[Problem to work on] Please pull out the lines below and copy them word for word, leaving out the pictures.

[Provided records]
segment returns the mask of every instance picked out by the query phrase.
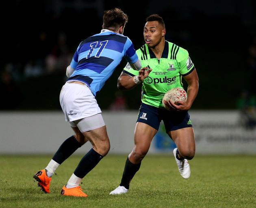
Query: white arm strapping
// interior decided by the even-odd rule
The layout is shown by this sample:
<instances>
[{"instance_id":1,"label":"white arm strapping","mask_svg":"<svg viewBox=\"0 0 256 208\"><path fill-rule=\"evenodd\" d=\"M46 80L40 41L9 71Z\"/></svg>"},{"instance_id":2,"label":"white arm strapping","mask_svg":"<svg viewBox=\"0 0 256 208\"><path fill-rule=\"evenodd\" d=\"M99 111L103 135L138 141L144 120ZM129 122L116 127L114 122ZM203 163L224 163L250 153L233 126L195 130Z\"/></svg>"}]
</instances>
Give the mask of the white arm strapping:
<instances>
[{"instance_id":1,"label":"white arm strapping","mask_svg":"<svg viewBox=\"0 0 256 208\"><path fill-rule=\"evenodd\" d=\"M66 75L67 75L67 76L68 78L69 78L71 76L71 75L73 74L73 72L74 72L74 71L75 71L75 69L72 68L70 66L70 65L69 65L69 66L67 67Z\"/></svg>"},{"instance_id":2,"label":"white arm strapping","mask_svg":"<svg viewBox=\"0 0 256 208\"><path fill-rule=\"evenodd\" d=\"M138 59L135 63L129 63L129 64L130 64L130 65L132 67L132 68L134 70L139 71L141 69L141 64L139 59Z\"/></svg>"}]
</instances>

[Full solution]
segment returns the mask of every instance picked out by the query phrase.
Query: white arm strapping
// interior decided by the even-odd rule
The layout is shown by this sample:
<instances>
[{"instance_id":1,"label":"white arm strapping","mask_svg":"<svg viewBox=\"0 0 256 208\"><path fill-rule=\"evenodd\" d=\"M46 80L40 41L9 71Z\"/></svg>"},{"instance_id":2,"label":"white arm strapping","mask_svg":"<svg viewBox=\"0 0 256 208\"><path fill-rule=\"evenodd\" d=\"M99 111L103 135L138 141L144 120ZM129 122L116 127L114 122ZM203 163L224 163L250 153L233 126L195 130Z\"/></svg>"}]
</instances>
Give the mask of the white arm strapping:
<instances>
[{"instance_id":1,"label":"white arm strapping","mask_svg":"<svg viewBox=\"0 0 256 208\"><path fill-rule=\"evenodd\" d=\"M66 75L67 75L67 76L68 78L69 78L71 76L71 75L73 74L73 72L74 72L74 71L75 71L75 69L72 68L70 66L70 65L69 65L69 66L67 67Z\"/></svg>"},{"instance_id":2,"label":"white arm strapping","mask_svg":"<svg viewBox=\"0 0 256 208\"><path fill-rule=\"evenodd\" d=\"M138 59L135 63L129 63L129 64L130 64L130 65L132 67L132 68L134 70L139 71L141 69L141 64L139 59Z\"/></svg>"}]
</instances>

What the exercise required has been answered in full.